Problem statement ->
Rewrite the records below so that "group of people" becomes "crowd" wherever it occurs, and leave every other part of the records unchanged.

Dataset content ->
== == ==
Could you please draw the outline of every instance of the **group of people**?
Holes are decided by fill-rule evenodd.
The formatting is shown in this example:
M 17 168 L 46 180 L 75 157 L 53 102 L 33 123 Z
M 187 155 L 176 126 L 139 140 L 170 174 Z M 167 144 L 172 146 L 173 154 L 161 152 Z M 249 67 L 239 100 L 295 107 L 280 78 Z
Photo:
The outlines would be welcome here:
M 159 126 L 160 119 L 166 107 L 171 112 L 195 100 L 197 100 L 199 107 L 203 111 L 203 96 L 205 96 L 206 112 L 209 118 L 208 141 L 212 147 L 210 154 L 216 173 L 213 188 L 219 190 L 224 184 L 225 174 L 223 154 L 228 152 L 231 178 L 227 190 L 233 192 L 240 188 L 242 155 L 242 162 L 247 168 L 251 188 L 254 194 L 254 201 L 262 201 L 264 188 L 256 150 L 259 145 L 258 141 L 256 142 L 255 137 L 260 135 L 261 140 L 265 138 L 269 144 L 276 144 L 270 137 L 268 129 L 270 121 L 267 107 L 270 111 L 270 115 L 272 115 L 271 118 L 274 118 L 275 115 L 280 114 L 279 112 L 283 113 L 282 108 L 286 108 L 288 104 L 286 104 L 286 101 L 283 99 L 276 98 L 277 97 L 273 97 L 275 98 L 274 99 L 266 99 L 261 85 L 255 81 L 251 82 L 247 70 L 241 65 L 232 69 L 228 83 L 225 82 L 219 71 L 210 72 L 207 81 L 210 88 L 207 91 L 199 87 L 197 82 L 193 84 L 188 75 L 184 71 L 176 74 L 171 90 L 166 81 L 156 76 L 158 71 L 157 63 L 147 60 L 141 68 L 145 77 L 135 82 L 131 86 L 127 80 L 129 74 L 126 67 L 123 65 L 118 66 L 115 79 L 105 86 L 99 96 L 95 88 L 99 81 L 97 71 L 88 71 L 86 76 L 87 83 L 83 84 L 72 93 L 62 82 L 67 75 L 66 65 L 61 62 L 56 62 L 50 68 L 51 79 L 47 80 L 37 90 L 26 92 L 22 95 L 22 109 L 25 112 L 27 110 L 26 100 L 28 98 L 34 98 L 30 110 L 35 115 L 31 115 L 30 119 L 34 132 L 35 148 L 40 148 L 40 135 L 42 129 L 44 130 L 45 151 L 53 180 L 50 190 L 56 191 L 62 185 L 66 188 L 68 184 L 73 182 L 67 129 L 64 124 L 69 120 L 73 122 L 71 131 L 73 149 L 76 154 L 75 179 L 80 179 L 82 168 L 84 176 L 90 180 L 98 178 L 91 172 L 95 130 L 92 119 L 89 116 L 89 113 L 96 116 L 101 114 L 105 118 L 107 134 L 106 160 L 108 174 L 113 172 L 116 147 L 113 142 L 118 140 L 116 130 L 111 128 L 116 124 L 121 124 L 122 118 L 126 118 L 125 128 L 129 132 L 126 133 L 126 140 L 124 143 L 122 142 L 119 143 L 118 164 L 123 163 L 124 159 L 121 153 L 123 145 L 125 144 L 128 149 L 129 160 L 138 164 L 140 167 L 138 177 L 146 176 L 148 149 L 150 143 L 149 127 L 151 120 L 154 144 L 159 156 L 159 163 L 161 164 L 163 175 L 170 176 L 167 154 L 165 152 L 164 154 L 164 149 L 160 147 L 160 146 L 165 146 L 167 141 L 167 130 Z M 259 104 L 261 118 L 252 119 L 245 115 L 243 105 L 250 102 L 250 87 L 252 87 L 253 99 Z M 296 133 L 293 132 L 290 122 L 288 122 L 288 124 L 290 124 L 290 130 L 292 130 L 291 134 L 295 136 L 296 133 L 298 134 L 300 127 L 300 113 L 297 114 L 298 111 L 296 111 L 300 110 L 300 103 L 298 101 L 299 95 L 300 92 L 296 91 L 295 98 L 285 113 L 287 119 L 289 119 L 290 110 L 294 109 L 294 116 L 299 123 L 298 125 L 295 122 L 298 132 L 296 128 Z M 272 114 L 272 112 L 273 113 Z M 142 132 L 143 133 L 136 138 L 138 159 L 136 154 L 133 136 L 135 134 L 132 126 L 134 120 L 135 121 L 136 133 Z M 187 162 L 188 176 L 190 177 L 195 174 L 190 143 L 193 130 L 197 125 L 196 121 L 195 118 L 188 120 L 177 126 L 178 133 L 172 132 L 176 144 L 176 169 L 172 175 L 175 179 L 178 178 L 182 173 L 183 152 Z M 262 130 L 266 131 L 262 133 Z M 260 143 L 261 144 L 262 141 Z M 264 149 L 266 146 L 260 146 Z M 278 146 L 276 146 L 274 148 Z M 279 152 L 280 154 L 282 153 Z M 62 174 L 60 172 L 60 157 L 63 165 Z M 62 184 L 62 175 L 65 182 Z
== == ==
Response ->
Could you please draw the outline of every instance of the **crowd**?
Holes are decided by fill-rule evenodd.
The formatting is shown in this example:
M 17 168 L 46 180 L 75 157 L 53 102 L 33 123 Z
M 187 155 L 176 126 L 139 140 L 170 174 Z M 167 144 L 172 146 L 173 154 L 161 152 Z M 249 67 L 239 100 L 295 107 L 280 78 Z
Photo:
The outlines would be welcome here:
M 159 126 L 160 119 L 166 107 L 171 112 L 195 100 L 197 100 L 199 107 L 203 111 L 203 96 L 205 96 L 206 112 L 209 118 L 208 141 L 212 147 L 210 154 L 216 173 L 213 188 L 219 190 L 224 184 L 225 174 L 223 154 L 228 152 L 231 178 L 227 190 L 233 192 L 240 188 L 242 155 L 242 162 L 247 168 L 251 188 L 254 194 L 254 201 L 262 201 L 264 188 L 256 150 L 259 145 L 258 141 L 256 142 L 255 137 L 260 135 L 261 140 L 265 138 L 269 144 L 276 144 L 270 137 L 268 129 L 270 121 L 267 107 L 270 111 L 270 115 L 272 115 L 271 118 L 274 118 L 275 115 L 280 114 L 279 112 L 283 113 L 282 108 L 286 108 L 288 104 L 286 104 L 286 101 L 283 99 L 276 98 L 277 97 L 273 97 L 275 98 L 274 99 L 266 99 L 261 85 L 255 81 L 251 82 L 247 70 L 241 65 L 232 69 L 228 83 L 225 82 L 219 71 L 210 72 L 207 81 L 210 88 L 207 91 L 199 87 L 197 82 L 193 84 L 188 75 L 184 71 L 176 74 L 171 90 L 166 81 L 156 76 L 158 71 L 157 63 L 147 60 L 141 68 L 145 77 L 135 82 L 131 86 L 127 80 L 129 74 L 126 67 L 123 65 L 118 66 L 115 79 L 105 86 L 99 96 L 95 88 L 99 81 L 97 71 L 88 71 L 86 76 L 87 83 L 83 84 L 72 93 L 62 82 L 67 75 L 66 65 L 61 62 L 56 62 L 50 68 L 51 79 L 47 80 L 37 90 L 26 92 L 22 95 L 22 109 L 25 112 L 27 110 L 26 100 L 28 98 L 34 98 L 30 110 L 35 115 L 31 115 L 30 119 L 34 132 L 35 148 L 40 148 L 40 135 L 42 129 L 44 130 L 45 151 L 53 180 L 50 190 L 56 191 L 62 185 L 66 188 L 68 184 L 73 182 L 67 129 L 64 124 L 69 120 L 73 122 L 71 131 L 73 149 L 76 154 L 75 179 L 80 179 L 82 168 L 84 176 L 90 180 L 98 178 L 91 172 L 95 130 L 92 119 L 89 116 L 89 113 L 96 116 L 101 114 L 105 118 L 107 134 L 106 160 L 108 174 L 113 172 L 116 147 L 113 142 L 118 140 L 116 130 L 111 128 L 116 124 L 121 124 L 122 118 L 126 118 L 125 128 L 129 132 L 126 133 L 126 140 L 124 143 L 122 142 L 119 143 L 118 164 L 123 163 L 124 159 L 121 153 L 123 145 L 125 144 L 128 149 L 129 160 L 138 164 L 140 167 L 138 177 L 146 176 L 148 149 L 150 143 L 149 127 L 151 120 L 154 144 L 159 156 L 159 163 L 161 164 L 163 175 L 170 176 L 167 154 L 165 152 L 164 154 L 164 149 L 160 147 L 160 146 L 165 146 L 167 141 L 167 130 Z M 259 104 L 261 118 L 252 119 L 245 115 L 243 105 L 250 102 L 250 87 L 252 87 L 253 99 Z M 296 133 L 293 132 L 290 122 L 288 122 L 288 124 L 290 124 L 290 130 L 292 130 L 291 134 L 295 136 L 296 133 L 298 134 L 300 127 L 300 113 L 297 114 L 298 111 L 296 111 L 300 110 L 300 103 L 298 101 L 299 95 L 300 92 L 296 91 L 295 98 L 285 113 L 287 119 L 289 119 L 290 110 L 294 109 L 294 116 L 299 123 L 298 125 L 295 122 L 298 132 L 296 128 Z M 272 114 L 272 112 L 273 113 Z M 142 132 L 143 133 L 136 138 L 138 159 L 136 154 L 133 136 L 135 134 L 132 126 L 134 120 L 135 121 L 136 133 Z M 187 162 L 188 176 L 190 177 L 195 174 L 190 143 L 193 130 L 197 125 L 196 121 L 195 118 L 188 120 L 177 126 L 178 133 L 172 132 L 176 144 L 176 169 L 172 175 L 175 179 L 178 178 L 182 173 L 183 152 Z M 262 130 L 266 131 L 262 133 Z M 260 143 L 261 144 L 262 141 Z M 264 149 L 266 146 L 260 146 Z M 278 146 L 276 146 L 274 148 Z M 279 152 L 280 154 L 282 153 Z M 62 174 L 60 172 L 60 157 L 63 165 Z M 62 184 L 62 175 L 65 182 Z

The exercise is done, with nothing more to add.